_SET PROBLEM_
Count the lines in the records below that contain the string "pole", treating uppercase and lowercase as different. Reply with the number alone.

_INFORMATION PROVIDED_

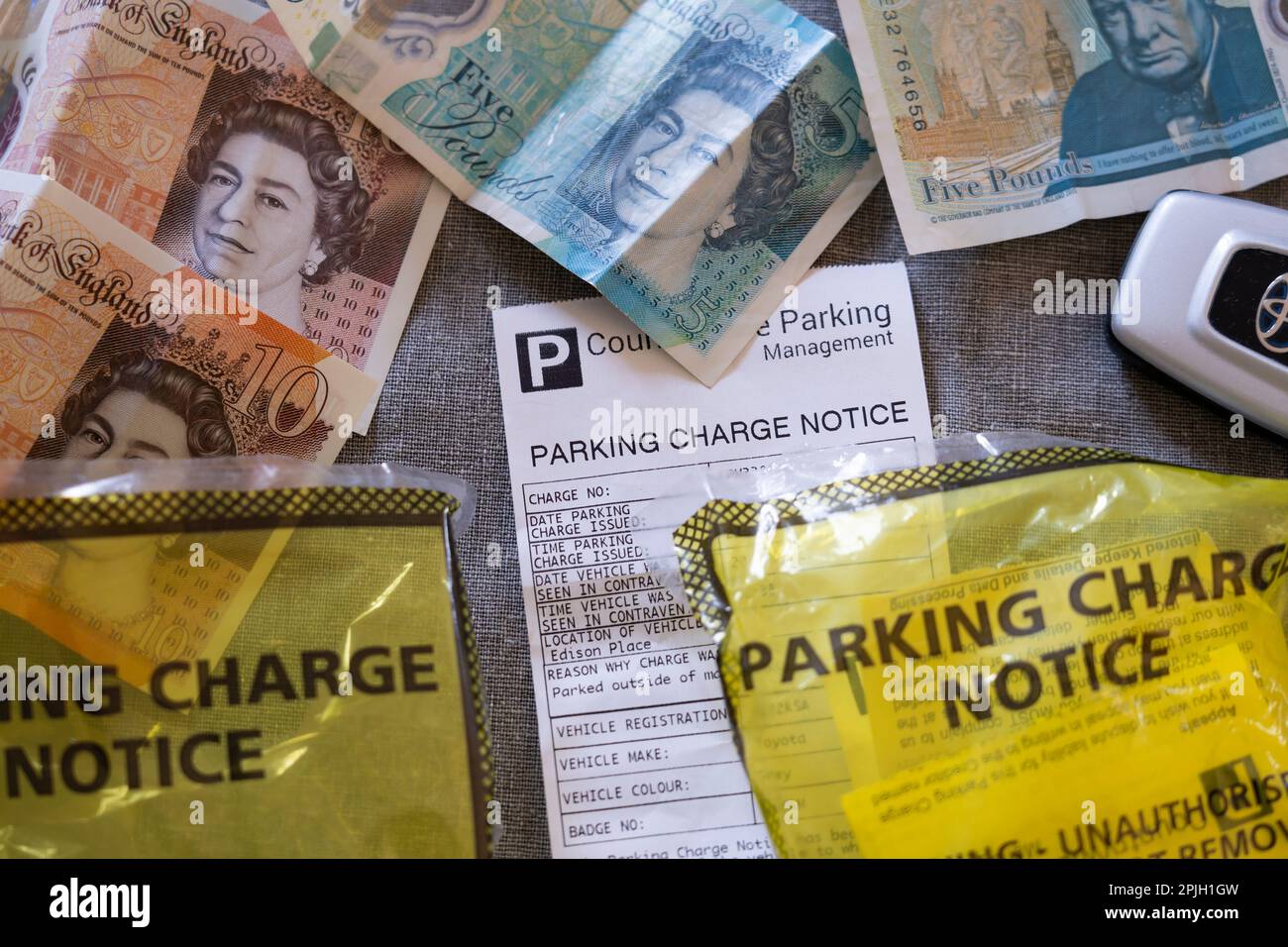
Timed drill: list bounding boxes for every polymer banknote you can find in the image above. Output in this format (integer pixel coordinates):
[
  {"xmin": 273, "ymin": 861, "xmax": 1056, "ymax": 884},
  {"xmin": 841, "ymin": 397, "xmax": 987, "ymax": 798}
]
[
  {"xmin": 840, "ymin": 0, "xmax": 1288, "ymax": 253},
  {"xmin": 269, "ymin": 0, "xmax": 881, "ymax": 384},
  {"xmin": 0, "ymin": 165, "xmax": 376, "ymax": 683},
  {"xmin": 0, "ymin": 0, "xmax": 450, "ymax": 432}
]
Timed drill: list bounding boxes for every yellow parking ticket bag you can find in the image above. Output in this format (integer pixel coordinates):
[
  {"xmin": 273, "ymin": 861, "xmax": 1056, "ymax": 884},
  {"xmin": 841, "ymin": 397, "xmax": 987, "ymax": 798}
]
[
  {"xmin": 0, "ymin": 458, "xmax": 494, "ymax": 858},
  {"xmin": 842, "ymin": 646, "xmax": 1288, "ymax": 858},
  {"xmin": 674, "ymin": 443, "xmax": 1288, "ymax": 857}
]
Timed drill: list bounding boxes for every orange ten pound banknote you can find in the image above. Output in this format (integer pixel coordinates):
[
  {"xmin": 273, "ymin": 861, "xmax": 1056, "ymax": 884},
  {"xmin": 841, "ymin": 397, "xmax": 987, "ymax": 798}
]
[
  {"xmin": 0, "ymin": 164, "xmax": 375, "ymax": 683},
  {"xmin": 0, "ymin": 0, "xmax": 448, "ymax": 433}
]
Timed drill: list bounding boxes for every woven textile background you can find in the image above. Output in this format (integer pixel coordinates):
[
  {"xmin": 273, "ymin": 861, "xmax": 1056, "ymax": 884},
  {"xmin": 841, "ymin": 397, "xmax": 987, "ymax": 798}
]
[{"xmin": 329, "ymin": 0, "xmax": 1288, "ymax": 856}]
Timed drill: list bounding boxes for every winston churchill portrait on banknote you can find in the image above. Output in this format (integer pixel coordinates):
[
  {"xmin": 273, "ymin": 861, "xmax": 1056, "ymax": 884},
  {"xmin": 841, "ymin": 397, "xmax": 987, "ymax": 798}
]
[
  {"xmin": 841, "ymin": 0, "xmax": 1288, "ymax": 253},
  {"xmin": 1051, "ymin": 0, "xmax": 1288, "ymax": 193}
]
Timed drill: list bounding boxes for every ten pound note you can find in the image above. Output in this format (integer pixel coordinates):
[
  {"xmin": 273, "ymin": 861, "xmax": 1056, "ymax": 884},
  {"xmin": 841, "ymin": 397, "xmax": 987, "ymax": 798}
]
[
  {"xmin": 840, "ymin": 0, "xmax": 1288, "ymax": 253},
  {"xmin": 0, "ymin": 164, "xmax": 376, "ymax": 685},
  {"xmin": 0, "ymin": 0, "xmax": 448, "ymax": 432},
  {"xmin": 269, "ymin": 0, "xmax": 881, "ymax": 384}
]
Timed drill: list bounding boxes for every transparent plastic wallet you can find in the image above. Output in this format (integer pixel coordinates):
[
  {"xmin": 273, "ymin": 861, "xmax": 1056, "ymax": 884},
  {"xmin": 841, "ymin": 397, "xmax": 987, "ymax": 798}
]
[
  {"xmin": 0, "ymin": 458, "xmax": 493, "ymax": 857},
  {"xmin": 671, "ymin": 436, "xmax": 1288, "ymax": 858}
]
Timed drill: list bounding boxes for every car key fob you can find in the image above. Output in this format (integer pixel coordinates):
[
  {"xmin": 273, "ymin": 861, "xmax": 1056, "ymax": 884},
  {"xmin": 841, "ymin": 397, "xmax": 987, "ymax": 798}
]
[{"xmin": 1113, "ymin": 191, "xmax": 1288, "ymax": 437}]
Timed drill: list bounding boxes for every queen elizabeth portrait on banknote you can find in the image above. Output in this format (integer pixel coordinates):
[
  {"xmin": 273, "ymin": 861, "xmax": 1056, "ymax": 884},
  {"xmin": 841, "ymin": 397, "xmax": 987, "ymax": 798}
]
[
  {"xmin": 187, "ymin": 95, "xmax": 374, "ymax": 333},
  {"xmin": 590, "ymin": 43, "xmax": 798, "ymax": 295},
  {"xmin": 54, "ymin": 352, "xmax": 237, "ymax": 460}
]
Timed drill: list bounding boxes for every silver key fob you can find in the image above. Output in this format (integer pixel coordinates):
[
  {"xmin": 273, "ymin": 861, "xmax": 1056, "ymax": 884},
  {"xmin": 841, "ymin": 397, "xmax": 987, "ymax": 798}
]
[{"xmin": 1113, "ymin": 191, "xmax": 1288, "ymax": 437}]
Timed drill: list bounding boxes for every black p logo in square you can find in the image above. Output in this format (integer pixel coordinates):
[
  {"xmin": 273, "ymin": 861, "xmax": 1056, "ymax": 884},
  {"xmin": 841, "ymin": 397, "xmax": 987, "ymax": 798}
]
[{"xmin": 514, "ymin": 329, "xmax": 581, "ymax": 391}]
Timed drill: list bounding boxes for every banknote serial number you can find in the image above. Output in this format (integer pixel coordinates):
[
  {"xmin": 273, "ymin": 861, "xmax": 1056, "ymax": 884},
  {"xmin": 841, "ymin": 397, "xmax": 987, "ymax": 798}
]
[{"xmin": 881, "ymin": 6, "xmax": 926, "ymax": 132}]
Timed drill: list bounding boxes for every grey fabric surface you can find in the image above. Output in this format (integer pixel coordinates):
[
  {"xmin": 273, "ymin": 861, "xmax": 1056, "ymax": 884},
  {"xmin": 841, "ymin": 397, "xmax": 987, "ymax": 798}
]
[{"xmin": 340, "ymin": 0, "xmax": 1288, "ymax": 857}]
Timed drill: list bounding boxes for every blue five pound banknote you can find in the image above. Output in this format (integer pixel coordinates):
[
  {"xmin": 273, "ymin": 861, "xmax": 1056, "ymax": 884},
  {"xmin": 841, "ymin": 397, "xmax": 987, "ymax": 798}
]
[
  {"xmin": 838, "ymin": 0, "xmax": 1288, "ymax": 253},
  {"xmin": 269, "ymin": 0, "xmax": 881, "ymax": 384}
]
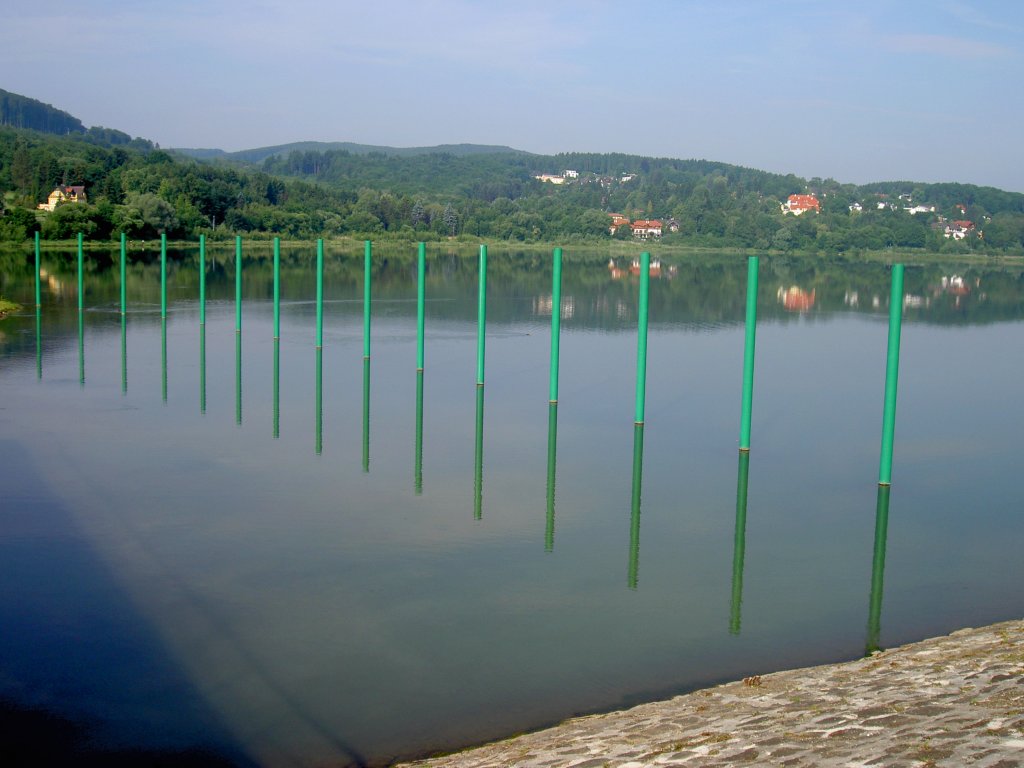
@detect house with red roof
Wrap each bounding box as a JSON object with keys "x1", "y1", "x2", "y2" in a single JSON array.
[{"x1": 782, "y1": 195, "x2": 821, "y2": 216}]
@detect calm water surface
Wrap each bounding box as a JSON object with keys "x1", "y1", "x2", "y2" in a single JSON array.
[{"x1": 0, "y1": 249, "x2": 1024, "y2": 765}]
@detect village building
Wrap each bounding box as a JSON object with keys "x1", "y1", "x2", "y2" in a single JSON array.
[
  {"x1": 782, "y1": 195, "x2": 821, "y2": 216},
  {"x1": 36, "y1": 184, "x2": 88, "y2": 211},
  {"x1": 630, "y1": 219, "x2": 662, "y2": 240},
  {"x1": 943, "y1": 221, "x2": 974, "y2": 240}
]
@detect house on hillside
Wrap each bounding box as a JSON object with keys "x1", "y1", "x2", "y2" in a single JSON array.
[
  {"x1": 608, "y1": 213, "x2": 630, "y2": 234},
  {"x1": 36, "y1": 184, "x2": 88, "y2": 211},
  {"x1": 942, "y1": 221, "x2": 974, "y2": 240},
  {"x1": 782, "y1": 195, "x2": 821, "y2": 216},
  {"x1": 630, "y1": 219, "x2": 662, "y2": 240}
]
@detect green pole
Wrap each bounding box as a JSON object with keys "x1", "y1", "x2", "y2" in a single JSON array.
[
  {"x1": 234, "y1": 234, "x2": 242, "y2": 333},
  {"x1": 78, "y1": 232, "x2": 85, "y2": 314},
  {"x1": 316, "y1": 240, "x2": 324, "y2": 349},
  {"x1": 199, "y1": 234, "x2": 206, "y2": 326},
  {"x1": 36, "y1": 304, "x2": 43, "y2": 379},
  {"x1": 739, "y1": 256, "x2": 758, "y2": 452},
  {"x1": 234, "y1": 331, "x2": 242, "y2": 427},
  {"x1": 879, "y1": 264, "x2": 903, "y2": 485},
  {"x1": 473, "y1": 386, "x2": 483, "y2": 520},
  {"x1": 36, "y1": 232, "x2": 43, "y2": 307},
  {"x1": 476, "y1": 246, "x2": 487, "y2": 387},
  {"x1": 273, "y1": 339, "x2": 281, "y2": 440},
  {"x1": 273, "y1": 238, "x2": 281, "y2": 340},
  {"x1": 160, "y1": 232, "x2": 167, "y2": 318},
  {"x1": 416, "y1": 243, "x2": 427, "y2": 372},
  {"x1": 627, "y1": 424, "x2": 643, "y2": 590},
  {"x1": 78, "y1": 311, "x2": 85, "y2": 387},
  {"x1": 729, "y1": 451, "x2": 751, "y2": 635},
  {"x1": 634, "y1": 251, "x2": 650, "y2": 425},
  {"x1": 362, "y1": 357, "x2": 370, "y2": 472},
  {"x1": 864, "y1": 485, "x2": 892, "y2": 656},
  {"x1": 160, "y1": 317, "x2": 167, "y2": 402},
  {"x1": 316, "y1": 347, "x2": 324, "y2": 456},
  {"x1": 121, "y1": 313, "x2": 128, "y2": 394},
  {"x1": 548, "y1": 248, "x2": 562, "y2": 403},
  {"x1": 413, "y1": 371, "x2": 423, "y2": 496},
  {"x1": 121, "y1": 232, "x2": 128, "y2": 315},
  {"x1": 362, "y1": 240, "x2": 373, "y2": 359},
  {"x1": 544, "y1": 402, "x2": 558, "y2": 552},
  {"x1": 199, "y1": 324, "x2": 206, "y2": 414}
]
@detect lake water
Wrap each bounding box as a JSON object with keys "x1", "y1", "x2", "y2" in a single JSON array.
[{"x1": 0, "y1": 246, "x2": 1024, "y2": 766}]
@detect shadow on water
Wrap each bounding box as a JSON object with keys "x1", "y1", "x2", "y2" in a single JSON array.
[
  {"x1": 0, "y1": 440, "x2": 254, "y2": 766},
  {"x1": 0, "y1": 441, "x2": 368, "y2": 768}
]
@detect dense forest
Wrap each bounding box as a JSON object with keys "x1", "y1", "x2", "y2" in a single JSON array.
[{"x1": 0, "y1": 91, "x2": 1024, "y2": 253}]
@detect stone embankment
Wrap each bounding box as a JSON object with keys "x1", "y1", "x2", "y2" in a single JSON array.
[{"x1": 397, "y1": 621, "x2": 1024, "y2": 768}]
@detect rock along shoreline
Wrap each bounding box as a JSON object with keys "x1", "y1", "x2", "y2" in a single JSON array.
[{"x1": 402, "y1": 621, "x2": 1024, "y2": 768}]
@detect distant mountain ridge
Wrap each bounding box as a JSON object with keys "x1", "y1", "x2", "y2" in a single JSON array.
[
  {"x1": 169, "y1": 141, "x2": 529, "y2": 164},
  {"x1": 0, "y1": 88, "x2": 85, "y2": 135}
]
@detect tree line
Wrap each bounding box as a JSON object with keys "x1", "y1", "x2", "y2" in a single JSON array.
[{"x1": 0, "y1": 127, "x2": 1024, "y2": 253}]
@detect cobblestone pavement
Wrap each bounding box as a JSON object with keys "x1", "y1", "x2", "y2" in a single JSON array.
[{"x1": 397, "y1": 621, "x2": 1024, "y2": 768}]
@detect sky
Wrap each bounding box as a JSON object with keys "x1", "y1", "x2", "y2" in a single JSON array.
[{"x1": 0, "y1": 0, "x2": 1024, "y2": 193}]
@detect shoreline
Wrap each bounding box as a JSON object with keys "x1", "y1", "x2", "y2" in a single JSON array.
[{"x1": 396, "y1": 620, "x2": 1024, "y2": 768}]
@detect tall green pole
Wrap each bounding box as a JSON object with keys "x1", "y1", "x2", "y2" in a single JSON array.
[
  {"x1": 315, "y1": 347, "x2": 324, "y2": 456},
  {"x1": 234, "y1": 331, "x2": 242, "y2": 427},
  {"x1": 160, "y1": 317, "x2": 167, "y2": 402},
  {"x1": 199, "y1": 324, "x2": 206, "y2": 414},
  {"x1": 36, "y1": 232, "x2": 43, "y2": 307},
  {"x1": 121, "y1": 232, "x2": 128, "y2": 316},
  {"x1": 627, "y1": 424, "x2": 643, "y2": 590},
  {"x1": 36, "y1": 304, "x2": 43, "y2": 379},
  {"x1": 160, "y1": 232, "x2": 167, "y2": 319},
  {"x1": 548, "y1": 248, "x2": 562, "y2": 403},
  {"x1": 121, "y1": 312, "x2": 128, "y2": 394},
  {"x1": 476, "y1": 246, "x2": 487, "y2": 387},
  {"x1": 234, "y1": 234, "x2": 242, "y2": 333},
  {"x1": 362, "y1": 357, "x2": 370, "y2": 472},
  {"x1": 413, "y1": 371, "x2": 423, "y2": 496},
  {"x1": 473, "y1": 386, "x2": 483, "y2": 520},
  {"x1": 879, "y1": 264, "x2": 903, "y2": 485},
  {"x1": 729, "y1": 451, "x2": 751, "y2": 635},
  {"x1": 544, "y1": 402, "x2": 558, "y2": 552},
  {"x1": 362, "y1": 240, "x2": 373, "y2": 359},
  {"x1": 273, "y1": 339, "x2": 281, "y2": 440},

_EXERCISE RESULT_
2